Stated problem 1 → Reproduce word for word the stretch of the land tax post from "We discussed the" through "completely, upside-down-and-back-to-front, wrong.".

Source extract →
_ _ _ _ _
Thursday, November 27, 2014

'No Land Tax' does not know land tax: part 2

We discussed the other day the merits of a broad-based land tax, and how the 'No Land Tax' (NLT) campaign gets things wrong. Today we'll consider a few more claims made by NLT, specifically in relation to the effect of land tax on housing – both rental and owner-occupied – and how these claims too are wrong: completely, upside-down-and-back-to-front, wrong.


Rental housing 

NLT claims that 'Land Tax raises rents – making it harder for families and small businesses to make ends meet'. 
Wrong. Land tax does not increase the rents tenants pay; assuming normal market forces are at work, landlords cannot pass land tax on to tenants in the form of higher rents. In fact, if there was no land tax, rents would probably be higher .
_ _ _ _ _
Data entries →

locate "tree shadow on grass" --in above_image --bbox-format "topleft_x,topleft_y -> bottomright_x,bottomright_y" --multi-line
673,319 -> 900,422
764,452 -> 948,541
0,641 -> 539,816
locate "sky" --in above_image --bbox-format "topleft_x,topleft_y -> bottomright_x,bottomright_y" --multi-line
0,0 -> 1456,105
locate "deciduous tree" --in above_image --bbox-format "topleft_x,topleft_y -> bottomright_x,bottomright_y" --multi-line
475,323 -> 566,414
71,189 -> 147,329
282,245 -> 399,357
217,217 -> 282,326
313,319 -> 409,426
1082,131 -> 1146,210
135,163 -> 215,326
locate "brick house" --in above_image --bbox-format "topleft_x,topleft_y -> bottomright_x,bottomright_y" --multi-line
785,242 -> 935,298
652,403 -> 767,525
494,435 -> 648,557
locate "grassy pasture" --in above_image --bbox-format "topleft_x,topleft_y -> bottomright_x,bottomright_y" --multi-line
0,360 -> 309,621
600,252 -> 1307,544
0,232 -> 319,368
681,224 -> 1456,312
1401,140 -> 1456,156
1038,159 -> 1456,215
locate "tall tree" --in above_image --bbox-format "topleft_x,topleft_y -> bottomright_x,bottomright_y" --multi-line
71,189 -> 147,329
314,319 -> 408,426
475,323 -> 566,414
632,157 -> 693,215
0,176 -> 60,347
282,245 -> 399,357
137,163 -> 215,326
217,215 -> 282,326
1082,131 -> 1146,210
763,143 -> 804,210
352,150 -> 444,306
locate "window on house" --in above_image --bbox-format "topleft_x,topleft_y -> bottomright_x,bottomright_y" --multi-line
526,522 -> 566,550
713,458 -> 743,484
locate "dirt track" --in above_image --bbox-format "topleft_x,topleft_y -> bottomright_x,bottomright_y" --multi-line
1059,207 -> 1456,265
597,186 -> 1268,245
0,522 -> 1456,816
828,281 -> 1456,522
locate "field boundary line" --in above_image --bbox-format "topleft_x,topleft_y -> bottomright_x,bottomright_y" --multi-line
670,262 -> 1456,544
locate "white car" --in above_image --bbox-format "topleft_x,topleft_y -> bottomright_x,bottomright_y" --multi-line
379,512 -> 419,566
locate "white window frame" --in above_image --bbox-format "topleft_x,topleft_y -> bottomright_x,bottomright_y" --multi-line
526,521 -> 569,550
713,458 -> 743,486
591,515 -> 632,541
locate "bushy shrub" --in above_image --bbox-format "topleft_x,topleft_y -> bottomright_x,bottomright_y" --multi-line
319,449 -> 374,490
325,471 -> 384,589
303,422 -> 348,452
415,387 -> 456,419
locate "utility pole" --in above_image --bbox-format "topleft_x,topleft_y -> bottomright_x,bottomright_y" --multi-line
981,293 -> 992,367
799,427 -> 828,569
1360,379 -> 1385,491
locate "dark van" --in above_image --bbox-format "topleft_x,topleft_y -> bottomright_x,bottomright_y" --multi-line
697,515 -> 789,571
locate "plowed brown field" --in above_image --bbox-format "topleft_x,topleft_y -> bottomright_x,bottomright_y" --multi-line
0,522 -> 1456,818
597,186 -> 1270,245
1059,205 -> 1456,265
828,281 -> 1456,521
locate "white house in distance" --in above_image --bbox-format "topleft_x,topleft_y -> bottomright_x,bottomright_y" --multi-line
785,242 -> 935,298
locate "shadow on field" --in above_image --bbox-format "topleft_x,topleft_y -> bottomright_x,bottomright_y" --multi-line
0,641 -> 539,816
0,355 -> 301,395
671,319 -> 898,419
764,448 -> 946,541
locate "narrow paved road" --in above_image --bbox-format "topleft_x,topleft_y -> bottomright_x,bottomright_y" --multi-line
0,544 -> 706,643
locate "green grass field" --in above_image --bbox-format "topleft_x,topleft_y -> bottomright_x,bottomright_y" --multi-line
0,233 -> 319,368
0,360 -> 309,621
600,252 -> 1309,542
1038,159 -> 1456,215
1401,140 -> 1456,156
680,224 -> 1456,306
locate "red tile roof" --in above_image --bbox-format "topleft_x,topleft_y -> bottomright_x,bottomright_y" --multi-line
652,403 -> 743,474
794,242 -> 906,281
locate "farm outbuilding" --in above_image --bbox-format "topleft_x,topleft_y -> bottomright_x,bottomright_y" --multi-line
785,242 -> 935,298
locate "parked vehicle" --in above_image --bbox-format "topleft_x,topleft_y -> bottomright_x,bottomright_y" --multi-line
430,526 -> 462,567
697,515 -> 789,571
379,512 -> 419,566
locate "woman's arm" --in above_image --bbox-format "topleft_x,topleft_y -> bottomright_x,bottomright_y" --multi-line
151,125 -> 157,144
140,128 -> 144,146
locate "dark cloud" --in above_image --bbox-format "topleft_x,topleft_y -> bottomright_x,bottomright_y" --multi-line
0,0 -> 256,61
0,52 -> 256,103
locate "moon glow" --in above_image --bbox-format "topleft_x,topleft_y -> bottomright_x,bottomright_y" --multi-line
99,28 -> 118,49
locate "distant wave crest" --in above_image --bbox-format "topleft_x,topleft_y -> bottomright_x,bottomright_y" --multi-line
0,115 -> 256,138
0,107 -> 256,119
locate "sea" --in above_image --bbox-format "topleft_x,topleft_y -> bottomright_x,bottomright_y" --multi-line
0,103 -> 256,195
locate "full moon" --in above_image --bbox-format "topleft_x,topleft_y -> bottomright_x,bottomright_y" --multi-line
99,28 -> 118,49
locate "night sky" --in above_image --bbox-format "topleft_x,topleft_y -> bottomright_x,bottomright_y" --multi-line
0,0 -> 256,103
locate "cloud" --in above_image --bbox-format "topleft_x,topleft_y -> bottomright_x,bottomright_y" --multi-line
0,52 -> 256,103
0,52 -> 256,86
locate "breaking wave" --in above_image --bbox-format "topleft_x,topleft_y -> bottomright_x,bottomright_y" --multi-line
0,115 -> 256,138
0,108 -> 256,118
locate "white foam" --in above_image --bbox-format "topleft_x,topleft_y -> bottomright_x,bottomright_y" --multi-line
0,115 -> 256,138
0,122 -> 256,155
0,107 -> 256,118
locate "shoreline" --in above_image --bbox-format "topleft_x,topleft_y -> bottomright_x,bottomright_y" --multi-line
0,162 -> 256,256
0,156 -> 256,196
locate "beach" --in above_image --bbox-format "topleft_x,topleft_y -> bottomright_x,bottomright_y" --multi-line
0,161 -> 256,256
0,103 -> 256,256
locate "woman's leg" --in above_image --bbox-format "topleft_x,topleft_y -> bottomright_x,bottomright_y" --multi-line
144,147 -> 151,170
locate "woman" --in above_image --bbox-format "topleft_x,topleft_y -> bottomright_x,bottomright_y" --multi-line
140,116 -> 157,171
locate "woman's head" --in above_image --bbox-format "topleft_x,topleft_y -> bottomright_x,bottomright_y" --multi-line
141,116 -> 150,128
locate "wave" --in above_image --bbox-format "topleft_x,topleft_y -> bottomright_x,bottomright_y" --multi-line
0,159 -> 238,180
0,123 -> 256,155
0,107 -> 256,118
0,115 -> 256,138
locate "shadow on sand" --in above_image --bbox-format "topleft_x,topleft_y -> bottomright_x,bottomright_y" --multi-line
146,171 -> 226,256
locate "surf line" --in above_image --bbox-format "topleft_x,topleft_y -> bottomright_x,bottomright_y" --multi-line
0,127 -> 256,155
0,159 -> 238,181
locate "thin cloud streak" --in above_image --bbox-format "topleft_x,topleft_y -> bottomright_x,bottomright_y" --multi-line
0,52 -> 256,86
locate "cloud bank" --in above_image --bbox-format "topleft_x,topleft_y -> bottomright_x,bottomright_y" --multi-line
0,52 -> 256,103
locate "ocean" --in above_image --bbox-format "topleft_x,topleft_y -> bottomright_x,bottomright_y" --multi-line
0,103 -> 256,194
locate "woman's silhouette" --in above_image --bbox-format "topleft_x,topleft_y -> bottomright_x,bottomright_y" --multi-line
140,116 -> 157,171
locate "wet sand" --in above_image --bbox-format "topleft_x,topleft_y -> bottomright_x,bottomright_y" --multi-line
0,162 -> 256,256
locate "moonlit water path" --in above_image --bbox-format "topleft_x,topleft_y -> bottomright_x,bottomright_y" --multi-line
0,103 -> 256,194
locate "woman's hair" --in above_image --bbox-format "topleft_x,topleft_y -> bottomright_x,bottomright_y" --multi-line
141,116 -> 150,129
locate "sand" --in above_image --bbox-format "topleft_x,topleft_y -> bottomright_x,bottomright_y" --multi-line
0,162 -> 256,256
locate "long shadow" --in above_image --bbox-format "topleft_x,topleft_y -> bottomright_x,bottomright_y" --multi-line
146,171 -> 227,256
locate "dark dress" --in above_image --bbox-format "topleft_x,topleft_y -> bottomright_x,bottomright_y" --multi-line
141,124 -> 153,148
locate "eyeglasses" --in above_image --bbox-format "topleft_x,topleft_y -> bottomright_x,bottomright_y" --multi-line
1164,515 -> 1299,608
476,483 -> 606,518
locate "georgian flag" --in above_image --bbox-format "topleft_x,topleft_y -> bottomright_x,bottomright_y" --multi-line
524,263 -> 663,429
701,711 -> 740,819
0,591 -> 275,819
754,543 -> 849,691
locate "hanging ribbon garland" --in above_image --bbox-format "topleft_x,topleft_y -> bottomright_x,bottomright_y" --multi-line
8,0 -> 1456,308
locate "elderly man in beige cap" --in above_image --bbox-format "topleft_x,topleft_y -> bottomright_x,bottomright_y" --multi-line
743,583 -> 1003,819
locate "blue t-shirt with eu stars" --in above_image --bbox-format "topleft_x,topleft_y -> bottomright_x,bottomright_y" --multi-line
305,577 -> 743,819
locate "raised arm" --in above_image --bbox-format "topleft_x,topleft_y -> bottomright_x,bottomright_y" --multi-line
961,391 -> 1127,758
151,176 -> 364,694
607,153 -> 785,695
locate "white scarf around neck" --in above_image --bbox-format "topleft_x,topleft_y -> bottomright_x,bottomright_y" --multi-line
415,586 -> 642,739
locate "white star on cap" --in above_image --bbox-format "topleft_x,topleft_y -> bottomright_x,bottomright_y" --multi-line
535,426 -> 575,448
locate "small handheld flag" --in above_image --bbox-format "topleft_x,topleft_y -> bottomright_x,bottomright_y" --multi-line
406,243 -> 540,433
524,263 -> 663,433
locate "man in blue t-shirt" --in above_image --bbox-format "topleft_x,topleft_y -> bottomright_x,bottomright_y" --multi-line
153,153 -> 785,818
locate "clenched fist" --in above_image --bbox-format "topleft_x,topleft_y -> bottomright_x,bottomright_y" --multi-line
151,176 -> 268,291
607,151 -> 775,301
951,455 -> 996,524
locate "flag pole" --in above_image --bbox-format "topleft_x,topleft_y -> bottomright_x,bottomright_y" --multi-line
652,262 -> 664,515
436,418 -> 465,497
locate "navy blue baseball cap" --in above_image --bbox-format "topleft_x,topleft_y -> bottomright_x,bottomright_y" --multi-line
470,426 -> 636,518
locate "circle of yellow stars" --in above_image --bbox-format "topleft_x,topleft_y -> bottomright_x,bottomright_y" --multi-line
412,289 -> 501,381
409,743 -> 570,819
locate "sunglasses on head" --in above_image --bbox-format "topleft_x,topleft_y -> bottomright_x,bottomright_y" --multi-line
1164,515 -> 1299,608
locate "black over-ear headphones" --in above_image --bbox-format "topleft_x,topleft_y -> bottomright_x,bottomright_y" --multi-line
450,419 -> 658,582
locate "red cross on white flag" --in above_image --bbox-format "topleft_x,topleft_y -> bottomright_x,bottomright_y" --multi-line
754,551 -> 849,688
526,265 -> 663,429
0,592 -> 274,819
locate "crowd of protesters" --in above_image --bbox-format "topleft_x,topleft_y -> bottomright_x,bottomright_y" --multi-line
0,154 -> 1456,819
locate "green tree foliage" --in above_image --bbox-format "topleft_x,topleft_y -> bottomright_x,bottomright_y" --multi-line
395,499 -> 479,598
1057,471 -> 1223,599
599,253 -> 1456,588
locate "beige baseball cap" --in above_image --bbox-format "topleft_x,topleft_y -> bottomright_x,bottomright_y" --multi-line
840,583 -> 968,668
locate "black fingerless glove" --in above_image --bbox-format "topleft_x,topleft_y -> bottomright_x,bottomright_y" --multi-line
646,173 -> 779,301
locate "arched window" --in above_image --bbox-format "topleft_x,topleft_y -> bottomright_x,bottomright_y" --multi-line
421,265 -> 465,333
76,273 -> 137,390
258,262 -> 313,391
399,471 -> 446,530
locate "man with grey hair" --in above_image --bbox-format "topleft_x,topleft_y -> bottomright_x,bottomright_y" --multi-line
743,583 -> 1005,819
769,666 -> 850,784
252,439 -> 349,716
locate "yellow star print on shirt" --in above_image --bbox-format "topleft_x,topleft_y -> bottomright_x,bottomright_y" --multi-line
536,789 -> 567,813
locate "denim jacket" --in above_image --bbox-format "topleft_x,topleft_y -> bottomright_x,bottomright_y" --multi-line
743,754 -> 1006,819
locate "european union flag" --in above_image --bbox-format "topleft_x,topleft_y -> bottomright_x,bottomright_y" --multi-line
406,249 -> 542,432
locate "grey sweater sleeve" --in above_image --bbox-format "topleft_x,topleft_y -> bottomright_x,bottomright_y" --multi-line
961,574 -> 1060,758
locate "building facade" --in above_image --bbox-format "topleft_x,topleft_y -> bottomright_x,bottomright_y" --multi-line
_ _ _ _ _
Stated problem 2 → Quote exactly the stretch of rows from the first row through the line containing "670,262 -> 1456,544".

Result 1 →
We discussed the other day the merits of a broad-based land tax, and how the 'No Land Tax' (NLT) campaign gets things wrong. Today we'll consider a few more claims made by NLT, specifically in relation to the effect of land tax on housing – both rental and owner-occupied – and how these claims too are wrong: completely, upside-down-and-back-to-front, wrong.

Result 2 →
locate "tree shadow on grass" --in above_image --bbox-format "topleft_x,topleft_y -> bottomright_x,bottomright_y" --multi-line
673,319 -> 900,422
764,452 -> 948,541
0,641 -> 539,816
locate "sky" --in above_image --bbox-format "topleft_x,topleft_y -> bottomright_x,bottomright_y" --multi-line
0,0 -> 1456,105
locate "deciduous tree" --in above_image --bbox-format "topleft_x,topleft_y -> bottomright_x,bottomright_y" --multi-line
475,323 -> 566,414
71,189 -> 147,329
282,245 -> 399,357
217,217 -> 282,326
313,319 -> 409,426
1082,131 -> 1146,210
135,163 -> 215,326
locate "brick house" --in above_image --bbox-format "topleft_x,topleft_y -> bottomright_x,bottomright_y" --multi-line
785,242 -> 935,298
652,403 -> 767,525
494,435 -> 648,557
locate "grassy pasture" --in above_image --bbox-format "topleft_x,topleft_y -> bottomright_x,bottomright_y" --multi-line
0,360 -> 309,621
600,252 -> 1307,544
0,232 -> 319,368
681,224 -> 1456,312
1401,140 -> 1456,156
1038,159 -> 1456,215
locate "tall tree" --in above_image --bbox-format "topleft_x,topleft_y -> bottomright_x,bottomright_y" --multi-line
71,189 -> 147,329
314,319 -> 408,426
475,323 -> 566,414
632,157 -> 693,215
0,176 -> 60,347
282,245 -> 399,357
137,163 -> 215,326
217,215 -> 282,326
1082,131 -> 1146,210
763,143 -> 804,210
352,150 -> 444,306
locate "window on house" --in above_image --bbox-format "topleft_x,topleft_y -> bottomright_x,bottomright_y" --multi-line
526,522 -> 566,550
713,458 -> 743,484
locate "dirt track" --in above_image --bbox-format "topleft_x,topleft_y -> bottomright_x,bottomright_y" --multi-line
1059,207 -> 1456,265
597,186 -> 1268,245
0,522 -> 1456,816
828,281 -> 1456,522
locate "field boundary line" --in above_image --bbox-format "topleft_x,topleft_y -> bottomright_x,bottomright_y" --multi-line
670,262 -> 1456,544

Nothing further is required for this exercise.